• _掲載本文_:

--------------------

症例紹介

爬虫類

爬虫類のクリプトスポリジウム症

下痢が続いてしまうと、脱水症状や栄養不良によって体調が悪化していきます。

今回は爬虫類で慢性的な下痢を引き起こす、

クリプトスポリジウム症について紹介していこうと思います。

 

〈症状〉

主な症状は下痢や嘔吐、食欲不振などがあり、徐々に痩せていって衰弱してしまうことが多いです。

トカゲやヘビでの発生が多く、ヒョウモントカゲモドキで遭遇することが多いです。

 

〈原因〉

クリプトスポリジウムという寄生虫の感染によって、消化器症状を引き起こします。

病原体を含む糞便や、その糞便で汚染された食べ物や水を経口的に摂取することによって感染します。

 

〈診断〉

便検査によってクリプトスポリジウムの検出を行います。

--------------------

• _検討用データ_:
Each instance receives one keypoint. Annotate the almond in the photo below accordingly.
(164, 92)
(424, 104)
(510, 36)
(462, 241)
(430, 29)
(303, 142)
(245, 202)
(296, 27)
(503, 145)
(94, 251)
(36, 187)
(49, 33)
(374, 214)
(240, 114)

--------------------

• _以下の設問_:
A. 爬虫類のクリプトスポリジウム症についての掲載本文をもとに、次の三つの問いに答えよ。
(i) 遭遇することが多いとされている動物は何か。
(ii) どのようにして感染するとされているか。
(iii) 診断では何によってクリプトスポリジウムの検出を行うか。
B. 爬虫類のクリプトスポリジウム症についての掲載本文を、最後の文の後から書き継げ。

• _番号別の解答_:
A.
(i) ヒョウモントカゲモドキである。
(ii) 病原体を含む糞便や、その糞便で汚染された食べ物や水を経口的に摂取することで感染する。
(iii) 便検査によって検出を行う。

B.
クリプトスポリジウムは通常の便検査では検出が難しいため、

「ショ糖浮遊法」と呼ばれる便検査を用いて検出していきます。

クリプトスポリジウム感染症の便検査の顕微鏡画像です。

少し赤みがかった丸い粒が全てクリプトスポリジウムです。

 

〈治療〉

駆虫薬の投与によって症状を緩和していきます。

しかし、クリプトスポリジウムは完全駆虫が難しい寄生虫のため、

長期間投薬を継続したり、生涯にわたって他の動物と隔離してもらうなどの対応が必要となります。

 

クリプトスポリジウムは慢性的な下痢によって衰弱し、亡くなってしまうことも多い病気です。

下痢が続いていれば、早めに来院していただければと思います。